### Quoted text

# Tau Color Scheme for Vehicles, Etc.



## Spawner105 (Jul 27, 2012)

So i finally found a color scheme i like but i only have pictures of a fire warrior. So my question is how should i transfer it on to Crisis Battlesuits, hammerheads, piranhas and so forth. I'll post a picture of the warrior, sorry if its a lot to ask about all those units but any help at all is appreciated.


----------



## morfangdakka (Dec 31, 2006)

Your color scheme actually looks like the GW one but in reverse. So look at the GW paint scheme for their crisis suits and such and just reverse it to your scheme. Paint the tan parts red and the red parts of the GW scheme tan. I think that would be an easy way to paint your different options.


----------



## Dave T Hobbit (Dec 3, 2009)

Alternatively, you could go with a simple hardshell is red, flexible is sandy scheme, so Crisis suits would be almost solid red


----------



## Insanity (Oct 25, 2011)

Your scheme is very similar to mine, although your's looks better 

But as Dave said, I paint the majority of my crisis suits red, except for "legs" pretty much where the thigh plating ends and before the feet start. Those are black.

Although I thought that the majority of it being red looked really bland, so I picked out different sections of the armour and added some tan parts to them and so blue (the blue is part of my colour scheme.

here is a link to Tau army that will give you a better idea.

http://www.heresy-online.net/forums/showthread.php?t=112569


----------



## Spawner105 (Jul 27, 2012)

I didnt paint that model as much as id like to claim i did i found it on tauofwar.blogspot and just really liked it but now im leaning towards a jungle theme im so indecisive.


----------



## Spawner105 (Jul 27, 2012)

I like the cloth to be a bit darker but i think ill role with it.


----------



## Azkaellon (Jun 23, 2009)

Nice work man, Can't wait to see your crisis suits!


----------



## Spawner105 (Jul 27, 2012)

Thanks guys for the help! Im gonna start picking up my models this week and get started, ill post my progress.


----------

######
### Information supplied

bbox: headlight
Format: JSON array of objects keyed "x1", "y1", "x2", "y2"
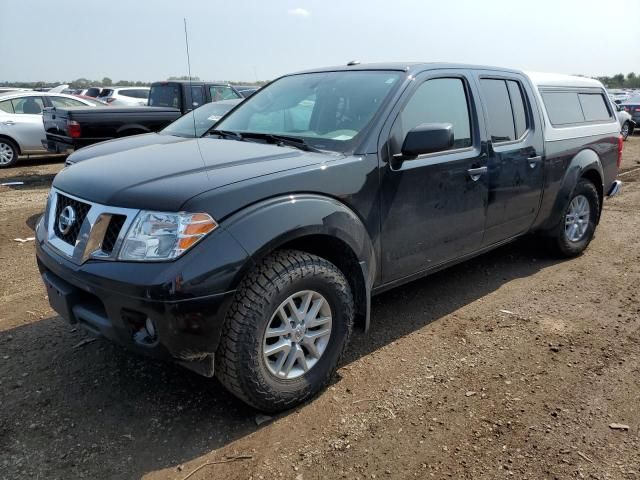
[{"x1": 118, "y1": 211, "x2": 218, "y2": 261}]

######

Exercise requirements
[1] Copy the passage from the Tau color scheme thread starting at "Your scheme is" and ending at "Those are black.".
[2] In the Tau color scheme thread, what color does Insanity paint the legs of the crisis suits?

Solutions below
[1]
Your scheme is very similar to mine, although your's looks better 

But as Dave said, I paint the majority of my crisis suits red, except for "legs" pretty much where the thigh plating ends and before the feet start. Those are black.

[2] Black.